* BEGIN *

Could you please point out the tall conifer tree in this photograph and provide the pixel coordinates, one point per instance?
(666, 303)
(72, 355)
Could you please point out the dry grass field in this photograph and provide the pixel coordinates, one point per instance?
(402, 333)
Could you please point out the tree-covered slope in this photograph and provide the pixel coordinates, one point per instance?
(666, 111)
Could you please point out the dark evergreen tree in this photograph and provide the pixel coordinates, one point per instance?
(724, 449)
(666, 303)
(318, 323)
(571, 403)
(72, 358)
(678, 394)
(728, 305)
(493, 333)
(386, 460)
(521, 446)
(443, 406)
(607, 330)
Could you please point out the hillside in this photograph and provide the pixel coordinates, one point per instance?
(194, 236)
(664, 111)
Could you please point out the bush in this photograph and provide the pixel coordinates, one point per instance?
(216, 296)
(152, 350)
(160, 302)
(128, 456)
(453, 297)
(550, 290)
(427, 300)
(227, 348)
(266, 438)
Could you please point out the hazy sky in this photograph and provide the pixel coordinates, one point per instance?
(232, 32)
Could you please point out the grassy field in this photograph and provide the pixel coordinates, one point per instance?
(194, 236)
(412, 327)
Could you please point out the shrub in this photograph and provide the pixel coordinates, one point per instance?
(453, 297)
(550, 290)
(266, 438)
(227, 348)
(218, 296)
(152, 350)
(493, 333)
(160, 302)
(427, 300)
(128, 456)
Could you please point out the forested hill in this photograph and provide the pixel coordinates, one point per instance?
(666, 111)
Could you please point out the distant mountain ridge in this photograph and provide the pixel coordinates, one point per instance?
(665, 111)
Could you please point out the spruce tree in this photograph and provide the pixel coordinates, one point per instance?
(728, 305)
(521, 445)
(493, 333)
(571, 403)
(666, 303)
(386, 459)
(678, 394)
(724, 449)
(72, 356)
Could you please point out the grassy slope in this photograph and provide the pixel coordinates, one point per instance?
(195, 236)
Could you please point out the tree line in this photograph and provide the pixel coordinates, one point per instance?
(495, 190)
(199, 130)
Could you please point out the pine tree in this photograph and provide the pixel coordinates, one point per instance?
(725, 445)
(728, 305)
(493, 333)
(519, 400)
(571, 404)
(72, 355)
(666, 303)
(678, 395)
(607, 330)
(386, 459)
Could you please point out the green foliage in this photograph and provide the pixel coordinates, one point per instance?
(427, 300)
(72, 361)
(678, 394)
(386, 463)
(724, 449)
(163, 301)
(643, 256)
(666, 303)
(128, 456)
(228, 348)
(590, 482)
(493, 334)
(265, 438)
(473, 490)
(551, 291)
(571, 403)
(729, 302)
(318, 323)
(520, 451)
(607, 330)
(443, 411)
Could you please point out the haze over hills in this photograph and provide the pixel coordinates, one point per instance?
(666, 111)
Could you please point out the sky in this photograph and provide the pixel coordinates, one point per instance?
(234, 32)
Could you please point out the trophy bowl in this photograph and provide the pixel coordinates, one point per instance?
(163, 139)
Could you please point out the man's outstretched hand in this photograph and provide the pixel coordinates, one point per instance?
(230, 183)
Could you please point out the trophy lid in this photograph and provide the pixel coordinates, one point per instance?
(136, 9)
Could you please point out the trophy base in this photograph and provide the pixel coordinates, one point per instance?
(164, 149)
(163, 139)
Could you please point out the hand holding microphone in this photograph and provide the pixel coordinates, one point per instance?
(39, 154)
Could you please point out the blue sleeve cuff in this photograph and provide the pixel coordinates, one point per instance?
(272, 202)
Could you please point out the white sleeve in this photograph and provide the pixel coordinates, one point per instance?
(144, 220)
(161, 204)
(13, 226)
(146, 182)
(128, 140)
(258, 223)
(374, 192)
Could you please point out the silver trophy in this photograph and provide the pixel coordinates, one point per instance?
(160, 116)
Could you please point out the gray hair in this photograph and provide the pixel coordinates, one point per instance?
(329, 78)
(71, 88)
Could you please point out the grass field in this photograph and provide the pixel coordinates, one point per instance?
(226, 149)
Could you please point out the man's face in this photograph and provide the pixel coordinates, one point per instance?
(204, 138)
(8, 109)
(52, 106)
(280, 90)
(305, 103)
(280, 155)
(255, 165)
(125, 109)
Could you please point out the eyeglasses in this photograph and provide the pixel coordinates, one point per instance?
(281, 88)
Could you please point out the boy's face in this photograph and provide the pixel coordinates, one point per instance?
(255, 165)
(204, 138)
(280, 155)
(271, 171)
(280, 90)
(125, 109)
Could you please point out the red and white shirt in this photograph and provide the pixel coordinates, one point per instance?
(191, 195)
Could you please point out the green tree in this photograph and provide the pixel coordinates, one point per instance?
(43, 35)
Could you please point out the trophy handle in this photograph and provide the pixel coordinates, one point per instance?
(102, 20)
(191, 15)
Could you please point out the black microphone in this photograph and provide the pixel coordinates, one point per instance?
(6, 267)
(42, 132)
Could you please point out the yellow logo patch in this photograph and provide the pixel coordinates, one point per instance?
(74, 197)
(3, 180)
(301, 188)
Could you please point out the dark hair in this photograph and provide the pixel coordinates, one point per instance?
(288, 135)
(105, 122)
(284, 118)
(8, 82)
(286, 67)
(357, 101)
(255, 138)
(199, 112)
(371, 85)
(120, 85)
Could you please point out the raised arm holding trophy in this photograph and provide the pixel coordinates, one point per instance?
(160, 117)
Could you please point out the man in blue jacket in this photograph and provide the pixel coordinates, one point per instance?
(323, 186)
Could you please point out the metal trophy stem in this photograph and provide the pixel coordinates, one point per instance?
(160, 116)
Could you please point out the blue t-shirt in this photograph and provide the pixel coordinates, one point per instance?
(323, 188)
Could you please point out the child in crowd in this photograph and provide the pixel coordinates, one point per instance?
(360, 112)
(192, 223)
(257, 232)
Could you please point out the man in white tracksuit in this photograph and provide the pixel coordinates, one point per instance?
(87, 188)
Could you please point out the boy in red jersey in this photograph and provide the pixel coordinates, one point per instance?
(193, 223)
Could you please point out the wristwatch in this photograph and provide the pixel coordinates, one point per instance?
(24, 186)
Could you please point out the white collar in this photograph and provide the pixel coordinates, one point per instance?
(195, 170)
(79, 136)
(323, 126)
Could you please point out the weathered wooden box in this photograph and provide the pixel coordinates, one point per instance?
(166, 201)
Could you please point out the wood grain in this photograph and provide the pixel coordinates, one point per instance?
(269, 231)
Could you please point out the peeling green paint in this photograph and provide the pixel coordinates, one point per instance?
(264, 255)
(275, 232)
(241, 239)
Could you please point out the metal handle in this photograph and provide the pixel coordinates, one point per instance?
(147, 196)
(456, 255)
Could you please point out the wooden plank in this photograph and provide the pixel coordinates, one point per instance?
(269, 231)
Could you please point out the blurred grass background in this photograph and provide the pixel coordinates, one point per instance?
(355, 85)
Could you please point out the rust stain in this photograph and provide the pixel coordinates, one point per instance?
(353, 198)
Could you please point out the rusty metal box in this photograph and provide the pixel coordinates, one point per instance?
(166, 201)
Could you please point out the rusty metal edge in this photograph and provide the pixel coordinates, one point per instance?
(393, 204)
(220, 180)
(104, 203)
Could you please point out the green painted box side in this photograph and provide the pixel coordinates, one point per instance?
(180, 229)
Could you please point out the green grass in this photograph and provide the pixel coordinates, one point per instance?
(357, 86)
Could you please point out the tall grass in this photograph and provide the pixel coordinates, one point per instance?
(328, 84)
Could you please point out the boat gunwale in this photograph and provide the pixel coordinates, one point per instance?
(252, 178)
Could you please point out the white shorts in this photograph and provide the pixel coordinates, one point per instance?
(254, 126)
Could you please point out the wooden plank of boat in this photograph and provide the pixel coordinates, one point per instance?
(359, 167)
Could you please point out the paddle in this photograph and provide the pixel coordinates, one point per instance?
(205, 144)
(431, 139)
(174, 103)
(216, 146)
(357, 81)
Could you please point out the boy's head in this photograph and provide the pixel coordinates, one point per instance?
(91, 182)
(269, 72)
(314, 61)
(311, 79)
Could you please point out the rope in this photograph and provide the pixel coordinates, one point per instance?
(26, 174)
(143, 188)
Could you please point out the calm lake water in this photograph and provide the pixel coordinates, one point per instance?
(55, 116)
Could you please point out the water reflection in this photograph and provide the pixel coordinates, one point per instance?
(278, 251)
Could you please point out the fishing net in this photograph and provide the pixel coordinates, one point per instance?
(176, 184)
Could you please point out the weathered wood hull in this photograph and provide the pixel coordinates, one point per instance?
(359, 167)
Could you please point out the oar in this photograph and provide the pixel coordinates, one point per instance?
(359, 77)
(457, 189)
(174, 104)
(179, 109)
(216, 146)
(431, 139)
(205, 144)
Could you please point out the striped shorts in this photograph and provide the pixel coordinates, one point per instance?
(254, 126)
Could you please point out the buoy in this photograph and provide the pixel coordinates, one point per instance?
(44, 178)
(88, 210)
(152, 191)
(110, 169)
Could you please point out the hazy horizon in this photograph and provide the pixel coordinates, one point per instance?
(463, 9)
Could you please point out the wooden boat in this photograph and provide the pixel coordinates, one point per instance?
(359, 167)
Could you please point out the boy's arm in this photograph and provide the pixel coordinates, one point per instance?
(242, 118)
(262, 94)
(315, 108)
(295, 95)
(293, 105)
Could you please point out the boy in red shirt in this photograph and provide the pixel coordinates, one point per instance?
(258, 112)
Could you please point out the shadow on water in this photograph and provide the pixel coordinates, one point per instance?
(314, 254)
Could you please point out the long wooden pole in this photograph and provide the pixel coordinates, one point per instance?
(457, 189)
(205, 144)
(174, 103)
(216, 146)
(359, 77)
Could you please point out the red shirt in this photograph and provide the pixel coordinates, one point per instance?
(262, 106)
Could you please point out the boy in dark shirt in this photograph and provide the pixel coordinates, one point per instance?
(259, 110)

* END *

# TASK DETAILS:
Return the lines exactly as they appear, starting at the line that contains "Could you please point out the boy in dark" and stopping after the last of the lines.

# RESPONSE TO THE EXERCISE:
Could you please point out the boy in dark shirt in this photograph and provide the pixel coordinates, one point per instance?
(259, 110)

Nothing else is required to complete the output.